What you have to do:
Every line of the material below needs to be copied exactly; omit the pictures.

Source information:
== == ==

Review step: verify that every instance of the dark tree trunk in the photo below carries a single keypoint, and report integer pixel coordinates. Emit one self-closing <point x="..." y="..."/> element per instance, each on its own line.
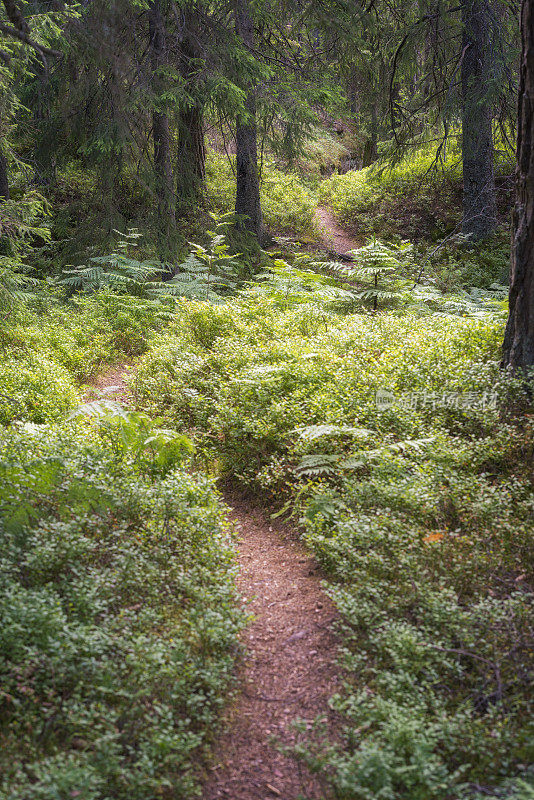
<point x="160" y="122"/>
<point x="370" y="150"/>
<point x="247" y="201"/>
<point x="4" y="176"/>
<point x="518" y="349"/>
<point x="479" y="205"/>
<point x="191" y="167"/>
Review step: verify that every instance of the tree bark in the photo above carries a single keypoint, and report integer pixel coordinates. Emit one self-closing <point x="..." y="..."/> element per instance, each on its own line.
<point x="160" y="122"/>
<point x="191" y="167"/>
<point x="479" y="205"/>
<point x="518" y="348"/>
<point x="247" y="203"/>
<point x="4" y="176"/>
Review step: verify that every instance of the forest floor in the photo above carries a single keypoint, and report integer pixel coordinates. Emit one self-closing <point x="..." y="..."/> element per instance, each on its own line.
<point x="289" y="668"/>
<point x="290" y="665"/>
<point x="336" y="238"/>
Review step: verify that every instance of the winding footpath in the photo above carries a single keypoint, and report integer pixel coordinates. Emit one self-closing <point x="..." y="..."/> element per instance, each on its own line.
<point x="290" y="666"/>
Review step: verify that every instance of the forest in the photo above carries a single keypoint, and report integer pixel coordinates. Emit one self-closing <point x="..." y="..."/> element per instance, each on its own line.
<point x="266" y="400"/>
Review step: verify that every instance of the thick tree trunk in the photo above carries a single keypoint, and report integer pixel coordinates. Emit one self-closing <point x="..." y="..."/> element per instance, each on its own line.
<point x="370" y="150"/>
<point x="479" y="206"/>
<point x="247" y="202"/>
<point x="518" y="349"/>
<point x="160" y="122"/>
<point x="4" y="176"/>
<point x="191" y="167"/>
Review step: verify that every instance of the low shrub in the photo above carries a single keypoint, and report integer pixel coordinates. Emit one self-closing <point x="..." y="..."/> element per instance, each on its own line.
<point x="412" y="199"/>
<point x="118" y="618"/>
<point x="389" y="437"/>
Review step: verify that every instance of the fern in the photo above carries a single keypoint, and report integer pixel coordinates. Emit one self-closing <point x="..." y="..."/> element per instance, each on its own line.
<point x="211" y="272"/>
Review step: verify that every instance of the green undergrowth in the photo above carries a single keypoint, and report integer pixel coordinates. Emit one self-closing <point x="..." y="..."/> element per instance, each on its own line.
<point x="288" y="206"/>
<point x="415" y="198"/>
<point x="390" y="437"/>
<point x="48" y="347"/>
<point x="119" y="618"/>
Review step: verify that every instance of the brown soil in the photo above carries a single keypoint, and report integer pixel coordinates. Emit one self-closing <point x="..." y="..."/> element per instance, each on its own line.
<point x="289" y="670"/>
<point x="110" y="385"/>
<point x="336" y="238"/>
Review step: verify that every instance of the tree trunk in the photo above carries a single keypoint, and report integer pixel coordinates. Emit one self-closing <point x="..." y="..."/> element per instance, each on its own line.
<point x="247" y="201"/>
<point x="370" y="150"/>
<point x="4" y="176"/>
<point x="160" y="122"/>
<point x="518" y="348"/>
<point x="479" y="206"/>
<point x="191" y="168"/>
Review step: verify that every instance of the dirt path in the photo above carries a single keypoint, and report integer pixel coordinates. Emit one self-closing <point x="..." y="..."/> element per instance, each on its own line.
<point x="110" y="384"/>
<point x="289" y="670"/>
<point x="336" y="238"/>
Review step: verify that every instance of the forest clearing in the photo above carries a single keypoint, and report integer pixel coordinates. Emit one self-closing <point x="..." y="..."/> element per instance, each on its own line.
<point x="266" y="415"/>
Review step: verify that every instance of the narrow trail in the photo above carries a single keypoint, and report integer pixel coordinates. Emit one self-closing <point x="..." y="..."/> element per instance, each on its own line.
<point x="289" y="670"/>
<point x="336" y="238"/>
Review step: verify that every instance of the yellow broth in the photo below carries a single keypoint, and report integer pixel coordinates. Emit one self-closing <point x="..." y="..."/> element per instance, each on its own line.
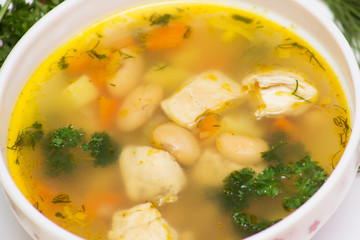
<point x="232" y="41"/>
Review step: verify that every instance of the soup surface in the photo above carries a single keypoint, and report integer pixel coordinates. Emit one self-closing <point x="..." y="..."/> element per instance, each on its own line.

== == ==

Written answer:
Review step: verify that every instance of the dark tree trunk in the photo below carries a single keypoint, and report integer pixel coordinates. Emit one self-closing <point x="..." y="..."/> element per instance, each on its own line.
<point x="160" y="122"/>
<point x="370" y="150"/>
<point x="247" y="201"/>
<point x="4" y="176"/>
<point x="518" y="349"/>
<point x="479" y="205"/>
<point x="191" y="167"/>
Review step: verify that every instance of the tree bark in the photo above carries a single keypoint, and report integer pixel coordinates. Emit one self-closing <point x="..." y="..."/> element per instance, each on its own line.
<point x="160" y="122"/>
<point x="191" y="167"/>
<point x="479" y="205"/>
<point x="518" y="348"/>
<point x="247" y="203"/>
<point x="4" y="176"/>
Review step: verify that every instance of the forest floor in the photo above carries a single keypoint, and report integer pixel coordinates. Emit one self-closing <point x="..." y="..."/> element per instance, each on its own line.
<point x="289" y="668"/>
<point x="290" y="665"/>
<point x="336" y="238"/>
Review step: verify that every instance of the winding footpath in the photo above carries a single keypoint, and report integer pixel coordinates. Emit one self-closing <point x="..." y="..."/> element per instance, each on its own line.
<point x="290" y="666"/>
Review step: verify that every instance of the forest in the photo above carries a single keypoint, and report integer pixel coordinates. Emit one self-closing <point x="..." y="..."/> element per instance, each on its own line.
<point x="266" y="400"/>
Review step: verify that every instance of the thick tree trunk in the photo above carries a single keypoint, and report integer pixel coordinates. Emit one self-closing <point x="..." y="..."/> element per instance, each on its own line.
<point x="370" y="150"/>
<point x="479" y="206"/>
<point x="247" y="202"/>
<point x="518" y="349"/>
<point x="160" y="122"/>
<point x="4" y="176"/>
<point x="191" y="167"/>
Review step: verify that every instance of the low shrub in the photo above carries a single keypoint, and report integer pixel coordinates. Emit one self-closing <point x="..." y="..."/> element per instance, each on its own line.
<point x="412" y="199"/>
<point x="118" y="618"/>
<point x="389" y="437"/>
Review step: verify that every instance of the fern in the photo above carries a single keypoint, and report integer pixel coordinates. Emit one self-closing <point x="..." y="..."/> element per instance, each on its own line.
<point x="211" y="272"/>
Review step: verify that every instance of the green undergrowth in the photo above carries a single keypoint, and report integer pixel coordinates. Emit one self-closing <point x="..." y="..."/> element per instance, each on its own line.
<point x="288" y="206"/>
<point x="415" y="198"/>
<point x="390" y="437"/>
<point x="48" y="347"/>
<point x="119" y="618"/>
Review step: verify that every instance of the brown soil in the photo above carries a single keypoint, and report integer pixel coordinates. Emit one self-closing <point x="..." y="..."/> element per instance, each on its own line.
<point x="289" y="670"/>
<point x="110" y="385"/>
<point x="336" y="238"/>
Review step: verify that every instance of the tree trunk in the photo above carries a single keypoint, and report integer pixel coordinates. Emit one self-closing <point x="..." y="..."/> element per instance, each on its own line.
<point x="247" y="201"/>
<point x="370" y="150"/>
<point x="4" y="176"/>
<point x="160" y="122"/>
<point x="518" y="348"/>
<point x="479" y="206"/>
<point x="191" y="168"/>
Review step: verify that every instance of the dirt path in the photo above carries a single keypoint, and report integer pixel coordinates. Emit one self-closing <point x="..." y="..."/> element per instance, each on its own line.
<point x="110" y="384"/>
<point x="289" y="670"/>
<point x="336" y="238"/>
Review step: verify that every instance of the forest clearing in the photo above carries a single keypoint, and report integer pixel coordinates. Emit one self-closing <point x="..." y="..."/> element per instance, each on its own line.
<point x="266" y="415"/>
Review step: verify that every instance of the narrow trail in the photo above carries a single keypoint, and report integer pixel coordinates. Emit one self-closing <point x="..." y="..."/> element per instance, each on its own line.
<point x="289" y="670"/>
<point x="336" y="238"/>
Review step: verify that every instance of the yellow broth in the photo below carries a single keypoint, and report integer pixel coordinates. Emit one self-closing <point x="..." y="..."/> element per instance, each on its own line.
<point x="232" y="41"/>
Review step: verify that every instance of the soup surface in the photo above carries a single keypoint, and report integer pixel coordinates. Emit one self-closing <point x="..." y="..."/> element per instance, each on its own line.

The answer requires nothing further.